AIM ▸
Reproduce the part of the forum thread about moving to Nantong that starts at "Nantong City has" and ends at "of marine area.", word for word.

# Moving in Nantong



## Steph1977

Hello,

My husband has a professional opportunty to work in Nantong for 3 years and I would like to have some information about Life in Nantong. We have 3 children (11, 9 and 6 years old). 

Thanks in advence

Regards 

Steph


----------



## jacklin796

*Nantong city*

Nantong, known as a "Pearl of the River and Sea", is a city with a history since the Chinese Han Dynasty. It has been found that primitive clan inhabitants lived in this region 5,000 years ago. 
Nantong has a national reputation of "the First Window on the Yangtze River" and is one of the national tourist centers. Nantong City is situated on the northern bank of the Yangtze River of Jiangsu province, facing Shanghai across the river. Nantong, plus the cities under its jurisdiction, has a warm and wet subtropical climate under the influence of East Asia monsoon. Seasons are distinct and residents enjoy sufficient sunlight and abundant rainfall. The average temperature is approximately 15°C with annual precipitation of more than1,000 mm. 
Nantong City has a population of 760,000 and has a physical land mass of 381 square. Together with 6 county-level cities under its jurisdiction, Nantong Prefecuture City owns a population of near 8 million and a land mass of 8,001 square kilometers, plus more than 10,000 square kilometers of marine area.


----------



## jacklin796

Hi, nice meet you here. Hai'an is a district of nantong. Will you come back nantong? If you come, we can catch up for coffee.


----------



## Eric in china

I may have to do some work in Changzhou in the coming months but my home is now Chongqing and will remain so for the coming years. Are you Chinese? If so your written English is very good.


----------



## jacklin796

Thank you. Yes, I am chinese. Can you speak mandarin?


----------



## Eric in china

I speak enough to get by but after 20 years in China I should be able to speak it better, getting old does not help, so many new words to remember and of course working all over China, there are so many dialects and languages here. My wife is from Guizhou and is presently in her home town of Zunyi doing some work.

I drove my car from Hai'an to Chongqing, 1600km, long drive. I take it you can speak English as well as you write it?


----------



## jojo

Its not a good idea to post personal contact details on an open forum, Too many spambots, spammers, scammers etc. can use them. So please use the PM facility

Jo (moderator)


----------

EXCERPTED RECORDS ▸
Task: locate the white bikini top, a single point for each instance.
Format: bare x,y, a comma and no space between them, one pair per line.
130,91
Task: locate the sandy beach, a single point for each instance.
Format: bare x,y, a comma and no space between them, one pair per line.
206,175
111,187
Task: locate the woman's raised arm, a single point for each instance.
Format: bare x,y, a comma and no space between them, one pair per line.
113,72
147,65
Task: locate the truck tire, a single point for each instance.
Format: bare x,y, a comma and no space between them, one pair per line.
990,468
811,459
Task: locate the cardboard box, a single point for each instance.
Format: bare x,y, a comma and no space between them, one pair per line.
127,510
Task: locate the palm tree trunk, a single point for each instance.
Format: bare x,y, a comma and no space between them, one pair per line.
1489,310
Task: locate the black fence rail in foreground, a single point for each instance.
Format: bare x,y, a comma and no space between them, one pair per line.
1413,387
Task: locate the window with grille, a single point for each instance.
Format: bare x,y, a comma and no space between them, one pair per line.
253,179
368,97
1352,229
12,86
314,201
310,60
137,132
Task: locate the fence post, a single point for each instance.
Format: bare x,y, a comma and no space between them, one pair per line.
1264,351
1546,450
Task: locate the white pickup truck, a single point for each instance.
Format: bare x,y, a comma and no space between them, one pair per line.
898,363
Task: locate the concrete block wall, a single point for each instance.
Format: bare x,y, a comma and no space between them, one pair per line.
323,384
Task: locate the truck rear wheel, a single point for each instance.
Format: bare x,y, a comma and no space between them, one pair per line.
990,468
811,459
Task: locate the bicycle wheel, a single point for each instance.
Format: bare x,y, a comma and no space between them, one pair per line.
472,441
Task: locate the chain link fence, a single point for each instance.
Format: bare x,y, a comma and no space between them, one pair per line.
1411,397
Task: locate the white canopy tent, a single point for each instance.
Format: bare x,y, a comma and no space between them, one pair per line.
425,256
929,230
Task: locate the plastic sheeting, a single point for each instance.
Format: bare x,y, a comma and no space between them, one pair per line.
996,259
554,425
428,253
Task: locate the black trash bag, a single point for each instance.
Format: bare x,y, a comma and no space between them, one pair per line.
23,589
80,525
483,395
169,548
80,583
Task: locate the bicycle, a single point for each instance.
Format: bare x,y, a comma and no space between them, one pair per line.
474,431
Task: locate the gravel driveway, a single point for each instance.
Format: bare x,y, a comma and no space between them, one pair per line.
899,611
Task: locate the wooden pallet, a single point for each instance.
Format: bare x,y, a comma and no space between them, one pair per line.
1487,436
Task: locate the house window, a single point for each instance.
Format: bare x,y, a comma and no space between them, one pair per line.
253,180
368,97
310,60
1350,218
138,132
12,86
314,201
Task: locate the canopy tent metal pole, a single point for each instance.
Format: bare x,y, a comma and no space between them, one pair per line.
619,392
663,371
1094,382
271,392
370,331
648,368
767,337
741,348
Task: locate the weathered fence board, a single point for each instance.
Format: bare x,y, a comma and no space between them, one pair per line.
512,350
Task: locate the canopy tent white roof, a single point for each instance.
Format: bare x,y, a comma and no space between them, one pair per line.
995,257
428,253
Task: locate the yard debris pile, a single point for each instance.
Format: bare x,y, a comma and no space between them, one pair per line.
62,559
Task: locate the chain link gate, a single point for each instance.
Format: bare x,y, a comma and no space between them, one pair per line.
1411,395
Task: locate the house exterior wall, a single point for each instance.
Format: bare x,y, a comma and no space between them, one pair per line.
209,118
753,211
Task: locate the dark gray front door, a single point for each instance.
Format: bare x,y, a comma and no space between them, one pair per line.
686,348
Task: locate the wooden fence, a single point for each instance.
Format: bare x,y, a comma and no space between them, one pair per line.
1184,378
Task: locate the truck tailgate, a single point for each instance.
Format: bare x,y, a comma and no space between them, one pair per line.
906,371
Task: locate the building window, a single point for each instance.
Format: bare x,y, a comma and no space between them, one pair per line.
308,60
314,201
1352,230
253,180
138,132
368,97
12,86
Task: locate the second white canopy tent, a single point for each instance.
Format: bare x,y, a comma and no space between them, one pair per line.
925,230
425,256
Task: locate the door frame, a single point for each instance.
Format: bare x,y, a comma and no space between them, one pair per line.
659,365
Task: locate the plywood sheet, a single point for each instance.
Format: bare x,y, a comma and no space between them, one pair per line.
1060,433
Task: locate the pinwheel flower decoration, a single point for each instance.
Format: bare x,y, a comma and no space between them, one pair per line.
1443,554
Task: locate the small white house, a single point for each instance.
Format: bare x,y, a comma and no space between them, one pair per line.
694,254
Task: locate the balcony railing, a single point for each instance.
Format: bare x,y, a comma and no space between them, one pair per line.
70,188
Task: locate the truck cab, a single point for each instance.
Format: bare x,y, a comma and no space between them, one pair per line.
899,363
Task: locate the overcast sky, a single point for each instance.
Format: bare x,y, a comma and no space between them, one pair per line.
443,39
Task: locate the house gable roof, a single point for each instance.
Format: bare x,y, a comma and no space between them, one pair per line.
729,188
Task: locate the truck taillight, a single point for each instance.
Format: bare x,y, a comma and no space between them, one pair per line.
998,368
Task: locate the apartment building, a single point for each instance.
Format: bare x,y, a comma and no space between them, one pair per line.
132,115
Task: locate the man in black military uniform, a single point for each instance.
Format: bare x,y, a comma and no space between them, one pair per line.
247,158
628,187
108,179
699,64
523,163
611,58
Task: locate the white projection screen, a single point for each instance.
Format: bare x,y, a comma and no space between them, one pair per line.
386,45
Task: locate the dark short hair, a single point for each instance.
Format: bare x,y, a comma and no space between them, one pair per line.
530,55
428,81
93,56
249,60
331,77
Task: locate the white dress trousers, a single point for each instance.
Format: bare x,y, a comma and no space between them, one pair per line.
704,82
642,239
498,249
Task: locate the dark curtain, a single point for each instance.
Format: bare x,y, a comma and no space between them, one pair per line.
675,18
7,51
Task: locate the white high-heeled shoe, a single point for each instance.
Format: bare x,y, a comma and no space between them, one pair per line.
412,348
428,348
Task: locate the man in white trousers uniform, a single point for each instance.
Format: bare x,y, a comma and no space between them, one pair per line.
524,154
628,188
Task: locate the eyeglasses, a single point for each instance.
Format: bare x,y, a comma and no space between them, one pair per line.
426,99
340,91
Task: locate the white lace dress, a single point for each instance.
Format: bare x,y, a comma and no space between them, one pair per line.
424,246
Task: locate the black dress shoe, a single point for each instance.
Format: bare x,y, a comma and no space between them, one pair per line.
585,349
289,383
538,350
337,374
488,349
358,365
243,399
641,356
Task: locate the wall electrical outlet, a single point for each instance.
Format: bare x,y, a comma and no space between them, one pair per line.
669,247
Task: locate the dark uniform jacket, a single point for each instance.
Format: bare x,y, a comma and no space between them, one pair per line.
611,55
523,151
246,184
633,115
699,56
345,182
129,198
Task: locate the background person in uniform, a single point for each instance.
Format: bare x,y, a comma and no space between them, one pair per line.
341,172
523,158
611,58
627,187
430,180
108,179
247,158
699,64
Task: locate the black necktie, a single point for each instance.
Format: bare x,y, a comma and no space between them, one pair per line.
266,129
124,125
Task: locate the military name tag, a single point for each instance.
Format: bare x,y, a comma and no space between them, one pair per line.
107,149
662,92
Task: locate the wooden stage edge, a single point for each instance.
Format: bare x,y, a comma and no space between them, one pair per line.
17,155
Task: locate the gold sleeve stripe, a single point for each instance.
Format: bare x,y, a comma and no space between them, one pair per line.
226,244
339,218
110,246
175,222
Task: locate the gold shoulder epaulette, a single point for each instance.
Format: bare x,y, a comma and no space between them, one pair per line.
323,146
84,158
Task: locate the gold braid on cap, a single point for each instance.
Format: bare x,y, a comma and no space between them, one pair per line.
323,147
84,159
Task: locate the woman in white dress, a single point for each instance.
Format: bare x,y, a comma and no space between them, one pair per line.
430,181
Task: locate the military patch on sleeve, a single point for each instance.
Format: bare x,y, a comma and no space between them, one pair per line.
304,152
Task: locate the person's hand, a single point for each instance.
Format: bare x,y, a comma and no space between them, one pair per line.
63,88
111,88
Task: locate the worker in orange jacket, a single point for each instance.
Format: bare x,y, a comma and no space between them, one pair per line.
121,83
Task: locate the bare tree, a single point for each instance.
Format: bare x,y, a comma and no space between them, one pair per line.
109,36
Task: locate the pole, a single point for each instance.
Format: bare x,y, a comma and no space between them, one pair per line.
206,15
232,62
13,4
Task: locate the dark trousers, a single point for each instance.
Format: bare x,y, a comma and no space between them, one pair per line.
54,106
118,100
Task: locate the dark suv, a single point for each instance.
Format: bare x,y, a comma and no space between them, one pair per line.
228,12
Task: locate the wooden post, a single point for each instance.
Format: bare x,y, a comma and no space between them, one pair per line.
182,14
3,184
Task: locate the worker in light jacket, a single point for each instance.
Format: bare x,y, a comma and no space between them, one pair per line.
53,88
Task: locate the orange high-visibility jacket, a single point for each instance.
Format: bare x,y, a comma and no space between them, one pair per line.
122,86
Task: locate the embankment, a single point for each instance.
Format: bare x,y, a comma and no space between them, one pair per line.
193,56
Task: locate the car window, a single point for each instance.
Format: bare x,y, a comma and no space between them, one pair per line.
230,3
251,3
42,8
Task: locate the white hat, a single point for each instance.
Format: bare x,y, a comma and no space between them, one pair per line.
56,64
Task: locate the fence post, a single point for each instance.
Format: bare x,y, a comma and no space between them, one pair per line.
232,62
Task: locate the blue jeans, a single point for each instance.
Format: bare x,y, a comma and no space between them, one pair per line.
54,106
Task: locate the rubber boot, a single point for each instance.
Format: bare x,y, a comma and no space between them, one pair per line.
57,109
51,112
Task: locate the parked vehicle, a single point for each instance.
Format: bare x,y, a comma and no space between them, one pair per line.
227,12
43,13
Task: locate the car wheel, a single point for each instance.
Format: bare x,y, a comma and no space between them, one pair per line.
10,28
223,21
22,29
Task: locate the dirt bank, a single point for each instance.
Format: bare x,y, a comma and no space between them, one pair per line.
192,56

WRITTEN RESPONSE ▸
Nantong City has a population of 760,000 and has a physical land mass of 381 square. Together with 6 county-level cities under its jurisdiction, Nantong Prefecuture City owns a population of near 8 million and a land mass of 8,001 square kilometers, plus more than 10,000 square kilometers of marine area.